### Actions à mener
1/ D'après l'extrait sur l'approche par multiétablissements, depuis quelle date le comité de santé et de sécurité et le représentant en santé et en sécurité sont-ils obligatoires pour les établissements de 20 travailleurs et plus?
2/ Veuillez écrire la suite de l'extrait sur l'approche par multiétablissements, en commençant après l'intertitre « Qu'est-ce qu'un établissement? ».

### Extrait
▬▬▬▬▬▬
L’approche par multiétablissements au service du comité de SST

Par Alain Tremblay, CRHA, RCC

Automne 2023 (vol. 39, no 2)

Dans une culture organisationnelle souhaitant optimiser l’efficacité des interventions de santé-sécurité, le recours au regroupement en multiétablissements paraît invitant. Toutefois, ses avantages peuvent se heurter à certaines limites et rapidement se transformer en contraintes. Bien que théoriquement accessible à toute organisation possédant plus d’un établissement, le concept ne convient pas pour autant à tous.


Voyons dans quelle mesure et dans quels contextes opérationnels vous pourriez en bénéficier, selon les paramètres prévus par la Loi.



Les enjeux de la LMRSST et le régime intérimaire


D’abord, allons-y avec un petit rappel. Depuis l’entrée en vigueur de la Loi modernisant le régime de santé et de sécurité du travail (LMRSST) le 6 octobre 2021, le régime intérimaire qui l’accompagne prévoit de multiples changements prenant effet graduellement. Ainsi, à la fin du parcours d’intégration du régime intérimaire, se terminant au plus tard le 6 octobre 2025, la LMRSST deviendra applicable dans son entièreté.


À titre d’exemple, depuis le 6 avril 2022, la tenue d’un comité de santé et de sécurité (CSS) et la nomination d’un représentant en santé et en sécurité (RSS) est obligatoire pour les établissements comptant 20 travailleurs-travailleuses et plus. Pour ceux qui comptent 19 salariés et moins, seule la nomination d’un agent de liaison devient nécessaire.


Plus précisément, depuis le 1er janvier 2023, certaines dispositions concernant le CSS, le RSS, le coordonnateur en santé et en sécurité (CoSS) ainsi que le programme de prévention sur un chantier de construction seulement se sont greffées aux obligations des employeurs concernés. Notons qu’à ce chapitre certaines distinctions s’appliquent selon l’ampleur du chantier (nombre de travailleurs et valeur monétaire des travaux).


Toujours dans le secteur de la construction, d’autres obligations s’ajouteront dès le 1er janvier 2024. Elles préciseront principalement le contenu des formations destinées à certains intervenants, soit les membres du CSS, le RSS et le CoSS.


Finalement, l’implantation d’un programme de prévention pour les établissements de 20 travailleurs et plus, ou d’un plan d’action pour ceux de 19 travailleurs et moins, s’appliquera dès la fin du régime intérimaire, soit au plus tard le 6 octobre 2025. Notez cependant que ce régime pourrait également prendre fin dès le 6 octobre 2024. Nous vous suggérons donc fortement de vous préparer en conséquence!



À qui convient l’approche par multiétablissements?


Évidemment, l’approche par multiétablissements s’adresse aux organisations possédant plus d’un établissement comptant 20 travailleurs et plus. Il en est ainsi car, comme nous l’avons précisé, l’employeur de ces établissements doit mettre en place un CSS en prévoyant la nomination d’un RSS, tout en élaborant éventuellement son programme de prévention.


Mis à part l’élaboration du programme de prévention, concentrons-nous ici seulement sur les conséquences de la formule par multiétablissements sur le comité de SST. Rappelons cependant que le programme de prévention est déjà applicable depuis plusieurs années dans les établissements appartenant aux secteurs prioritaires 1, 2 et 3.


Qu’est-ce qu’un établissement?
▬▬▬▬▬▬
### Données de l'exercice
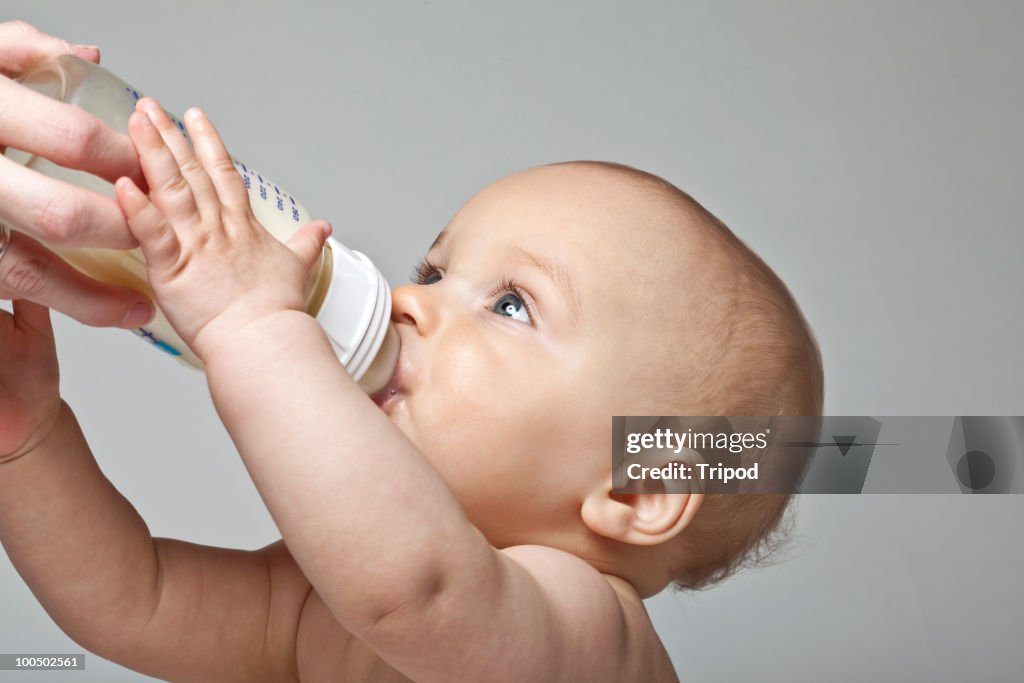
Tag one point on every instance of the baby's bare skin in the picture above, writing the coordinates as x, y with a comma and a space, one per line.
465, 531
▬▬▬▬▬▬
### Réponses par consigne
1/ Depuis le 6 avril 2022.

2/
Avant même la venue de la LMRSST, la Loi sur la santé et la sécurité du travail (LSST) définissait un établissement comme « l’ensemble des installations et de l’équipement groupés sur un même site et organisés sous l’autorité d’une même personne ou de personnes liées, en vue de la production ou de la distribution de biens ou de services, à l’exception d’un chantier de construction ».


Il peut s’agir, par exemple, d’un établissement scolaire (une école), d’un centre hospitalier, d’un commerce, d’une usine, d’une entreprise de construction (l’établissement, et non le chantier), de locaux mis par l’employeur à la disposition du personnel à des fins d’hébergement, d’alimentation ou de loisirs (à l’exception des locaux privés pour habitation), etc.


Les principaux avantages du regroupement par multiétablissements

Cette formule permet, notamment :

  • D’uniformiser et d’harmoniser les mécanismes de prévention ainsi que les pratiques générales en santé-sécurité. On peut penser aux inspections, aux analyses de risques, aux enquêtes et analyses d’accident, à l’adaptation aux normes et aux politiques et procédures internes, à l’entretien préventif et à la surveillance de la qualité du milieu de travail, sans oublier le volet formation et les équipements de protection individuels, etc.
  • D’atteindre un objectif de cohésion en rehaussant l’efficacité et l’efficience des diverses interventions en SST.
  • D’améliorer la prise en charge par la responsabilisation partagée des divers intervenants impliqués dans la gestion de la prévention. Ceci favorisera une meilleure communication et une collaboration plus étroite entre l’employeur et l’ensemble du personnel, que l’on soit en milieu syndiqué ou non.
  • De compter sur un plus grand nombre de travailleurs et de gestionnaires expérimentés pouvant contribuer à l’application des divers mécanismes de prévention.
  • D’optimiser le temps et les ressources à disposition dans l’exercice des fonctions du CSS et du RSS prévues par la Loi.
  • De profiter des services d’un RSS qui développera ses compétences plus rapidement grâce au temps octroyé à l’exercice de ses fonctions.
  • De donner accès aux établissements de moins de 19 travailleurs aux avantages cités précédemment.


Les principaux critères du regroupement par multiétablissements

L’approche par multiétablissements consiste à permettre le regroupement des établissements dont les activités sont évidemment de même nature. Cela doit cependant respecter certains critères favorisant l’application des mécanismes de prévention et de participation prévus par la Loi, dont les fonctions du comité de SST et du RSS.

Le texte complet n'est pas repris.